>> Start DOCUMENT EXCERPT

Traveling from one state to another through land can be tiring especially if the trip will take several hours. Traveling by plane can be more convenient because it gives the traveler time to relax going to their destination. The Importance of the Airline Industry Air travel holds a significant place in the economic growth of a country. It brings about investment opportunities, strengthens its tourism sector, and plays a key role in the globalization efforts of a certain country(Kroo, 1999). During the last ten years, the airline industry has experienced a 7% annually growth.

Business and leisure trips have grown on a worldwide scope. In 1999, airline companies were able to service 1. 5 billion passengers. Traveling to uncharted and exotic places became possible with the accessibility of the Boeing 747. Leaders of developing countries have recognized the important contribution of tourism to their economic growth which influenced them to develop resorts in order to attract tourists from the rich Western European and North American countries(Kroo, 1999).

According to the International Air Tranpsort Association (IATA), foreign air travel grew an average of 6. % annually during the 90’s. From 2000 to 2010, IATA predicts growth of more than 5% per annum, which are identical to growth percentages during the previous ten years. Air travel in Europe and North America, which is already experiencing a highly-developed airline industry, will experience rapid growth at 4% to 6%. The growth areas will be the Asia-Pacific region where trade and investment as well as domestic growth is on the rise(Kroo, 1999). Deregularization of the industry has strengthened competition between small and big airline carriers.

In the European Union, carriers from a member nation is allowed to carry passengers within the jurisdiction of another member. The adoption of the ‘open skies’ policy by most countries have destroyed regulation of airline companies allowed to travel in a country(Kroo, 1999). With competition among the various countries becoming stiff, it is now up to each carrier to implement marketing strategies that will attract more customers(Kroo, 1999). Marketing Is The Name of the Game Prior to deregularization, airline carriers were not allowed to set their own fare rates.

Their pricing scheme would have to be approved by government agencies. This had two negative outcomes. First, airline companies had no means to reduce their costs by streamlining operations and enhancing their productivity. Second, because the fare rates were too extravagant, they were subjected to various limitations(Kroo, 1999). Yield Management When the industry was deregularized, however, airlines were allowed to implement their own pricing schemes. One of the first carriers to respond to deregularization is American Airlines, which instituted value pricing or yield management.

Under this scheme, overall profits were maximized by assigning perishable products in limited quantity, like certain seats on a particular flight. Depending on the price, some airlines have provided additional incentives such as freebies, limousine service, and others(Kroo, 1999). Low-Cost Carriers Another marketing strategy that has evolved as a result of deregulization is the implementation of low cost carriers (LCC). The advantage of these types of airplanes is that they provide passengers with non stop service within uncongested airports rather than through connecting flights.

This has brought about shorter turnaround and greater aircraft and crew utilization. Although incentives such as frequent traveler lounges are usually not in the offer of LCCS, they have a frequent-flyer program(Kroo, 1999). Innovative Pricing The success of low cost carriers prompted the traditional airlines to develop a pricing scheme that would match the fare cost offered by the LCCs. In response to the cheap air fare of the low-cost carriers, traditional carriers lowered reservation and travelling limitations or suspended on-board meal and beverage amenities in the Economy Class or by charging it to the passenger separately.

>> End DOCUMENT EXCERPT
>> Start DATA

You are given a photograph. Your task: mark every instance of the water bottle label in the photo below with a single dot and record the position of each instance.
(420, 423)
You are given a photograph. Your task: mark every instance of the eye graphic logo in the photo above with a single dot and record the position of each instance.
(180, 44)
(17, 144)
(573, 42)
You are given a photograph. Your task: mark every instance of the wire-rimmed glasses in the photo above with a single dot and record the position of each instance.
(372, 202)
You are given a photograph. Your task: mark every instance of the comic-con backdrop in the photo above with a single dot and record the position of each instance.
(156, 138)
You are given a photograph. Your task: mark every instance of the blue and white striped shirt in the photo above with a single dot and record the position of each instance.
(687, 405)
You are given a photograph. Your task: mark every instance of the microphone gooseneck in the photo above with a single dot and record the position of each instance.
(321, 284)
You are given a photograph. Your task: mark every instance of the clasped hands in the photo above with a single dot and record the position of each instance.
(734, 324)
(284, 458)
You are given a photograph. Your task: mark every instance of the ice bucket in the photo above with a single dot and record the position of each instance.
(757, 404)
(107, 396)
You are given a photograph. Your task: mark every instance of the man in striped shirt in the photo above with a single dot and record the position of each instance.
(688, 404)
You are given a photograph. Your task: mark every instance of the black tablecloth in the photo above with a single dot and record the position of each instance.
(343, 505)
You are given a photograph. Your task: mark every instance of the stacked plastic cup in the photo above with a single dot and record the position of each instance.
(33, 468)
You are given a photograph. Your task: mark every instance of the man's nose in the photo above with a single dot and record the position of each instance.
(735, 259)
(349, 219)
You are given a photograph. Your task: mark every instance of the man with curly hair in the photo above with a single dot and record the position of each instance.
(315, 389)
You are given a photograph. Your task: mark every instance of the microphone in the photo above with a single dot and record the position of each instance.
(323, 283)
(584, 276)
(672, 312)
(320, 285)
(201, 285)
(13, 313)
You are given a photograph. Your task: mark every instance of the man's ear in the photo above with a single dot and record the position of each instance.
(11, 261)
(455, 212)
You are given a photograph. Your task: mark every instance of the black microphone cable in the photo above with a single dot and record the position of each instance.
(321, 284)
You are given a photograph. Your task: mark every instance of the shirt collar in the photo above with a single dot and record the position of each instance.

>> End DATA

**GOALS**
[1] In the airline industry text, which carrier was among the first to respond once the industry was deregulated?
[2] Please continue the airline industry text from the point where it stops.

**PER-TASK OUTPUTS**
[1] American Airlines was among the first to respond.

[2]
Other carriers adopted an airline-within-an-airline strategy, such as British Airways and Go! and Delta Airlines with Song. However, their efforts were futile because these schemes were not strategically coherent(Knorr & Zigova, nd). Decreasing their fares in order to match that of the LCCs would not yield any profit for them. Second, passengers have the notion that on-board services and amenities are packaged with the rates(Knorr & Zigova, nd). Mobile Customer Self-Service Passengers nowadays bring their mobile phones with them everytime they go to their business or leisure trips.

A new trend that airline providers can take advantage of in order to cater to the needs of their passengers is mobile communication service. This feature would allow them to make bookings, inquire about the status of their flights, select seats, or upgrade service conveniently without having to wait in long lines in the airline’s customer service desk(Mobile Aware, nd). Although marketing the service may be unrealistic or costly on the part of the provider, this could help them attract more passengers. Aside from that, this would reduce call center expenses which the airline company may incur.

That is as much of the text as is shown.